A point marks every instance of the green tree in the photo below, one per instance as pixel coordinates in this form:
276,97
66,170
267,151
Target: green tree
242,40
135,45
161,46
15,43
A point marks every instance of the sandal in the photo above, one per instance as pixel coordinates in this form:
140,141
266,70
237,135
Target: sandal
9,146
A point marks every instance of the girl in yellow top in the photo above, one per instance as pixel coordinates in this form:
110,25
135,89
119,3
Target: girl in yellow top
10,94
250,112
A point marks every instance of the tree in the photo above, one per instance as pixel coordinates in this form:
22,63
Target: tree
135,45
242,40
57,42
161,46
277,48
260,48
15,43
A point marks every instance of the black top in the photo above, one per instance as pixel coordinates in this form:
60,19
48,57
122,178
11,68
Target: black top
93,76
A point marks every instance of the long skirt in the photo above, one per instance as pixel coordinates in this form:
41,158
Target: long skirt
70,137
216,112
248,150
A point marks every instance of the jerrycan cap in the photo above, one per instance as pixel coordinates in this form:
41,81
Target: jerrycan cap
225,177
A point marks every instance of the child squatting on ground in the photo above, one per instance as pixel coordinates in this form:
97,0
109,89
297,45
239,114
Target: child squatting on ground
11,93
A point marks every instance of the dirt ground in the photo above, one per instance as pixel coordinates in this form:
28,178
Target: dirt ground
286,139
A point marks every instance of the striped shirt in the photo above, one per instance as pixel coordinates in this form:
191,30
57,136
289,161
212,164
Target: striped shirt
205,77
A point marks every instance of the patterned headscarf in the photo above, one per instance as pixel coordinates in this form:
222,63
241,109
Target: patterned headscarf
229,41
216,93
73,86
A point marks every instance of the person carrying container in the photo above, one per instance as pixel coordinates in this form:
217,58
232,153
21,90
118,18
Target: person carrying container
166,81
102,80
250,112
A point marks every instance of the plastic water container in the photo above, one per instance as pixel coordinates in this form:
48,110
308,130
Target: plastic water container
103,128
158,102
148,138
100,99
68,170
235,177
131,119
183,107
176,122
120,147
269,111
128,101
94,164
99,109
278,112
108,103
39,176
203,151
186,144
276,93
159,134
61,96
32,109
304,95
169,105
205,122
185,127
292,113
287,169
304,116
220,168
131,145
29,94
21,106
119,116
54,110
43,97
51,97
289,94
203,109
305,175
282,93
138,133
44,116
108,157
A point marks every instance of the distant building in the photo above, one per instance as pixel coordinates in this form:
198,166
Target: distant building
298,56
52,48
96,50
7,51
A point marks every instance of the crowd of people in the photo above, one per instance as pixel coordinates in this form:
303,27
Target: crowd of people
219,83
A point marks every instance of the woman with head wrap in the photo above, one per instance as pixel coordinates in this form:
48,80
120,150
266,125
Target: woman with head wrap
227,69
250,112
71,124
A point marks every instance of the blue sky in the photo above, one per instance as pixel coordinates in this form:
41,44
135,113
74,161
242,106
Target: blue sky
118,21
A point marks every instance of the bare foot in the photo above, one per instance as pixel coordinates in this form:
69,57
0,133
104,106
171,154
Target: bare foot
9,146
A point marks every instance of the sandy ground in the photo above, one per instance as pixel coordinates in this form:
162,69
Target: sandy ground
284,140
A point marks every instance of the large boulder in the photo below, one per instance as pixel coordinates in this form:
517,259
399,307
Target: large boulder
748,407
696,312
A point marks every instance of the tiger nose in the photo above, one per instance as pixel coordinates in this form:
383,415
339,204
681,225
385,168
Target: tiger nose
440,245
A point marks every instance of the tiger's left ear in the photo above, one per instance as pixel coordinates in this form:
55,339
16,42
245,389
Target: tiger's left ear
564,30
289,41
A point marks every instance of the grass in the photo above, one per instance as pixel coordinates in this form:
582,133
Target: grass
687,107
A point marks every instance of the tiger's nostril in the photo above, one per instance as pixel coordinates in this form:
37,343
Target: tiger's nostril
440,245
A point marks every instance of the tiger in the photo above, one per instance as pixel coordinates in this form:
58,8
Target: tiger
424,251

····················

## SET PROBLEM:
Reproduce the records above without any changes, starting at the line that contains "A point marks every instance of the tiger's nostril" and stopping after the final line of the records.

## TASK SOLUTION:
A point marks every instance of the tiger's nostril in the photo above, one per instance as pixel coordinates in this form:
37,343
Target: tiger's nostril
440,245
A point marks every instance of the tiger in the photo above, one per instance as pixel coordinates in this form:
58,8
Target: tiger
424,251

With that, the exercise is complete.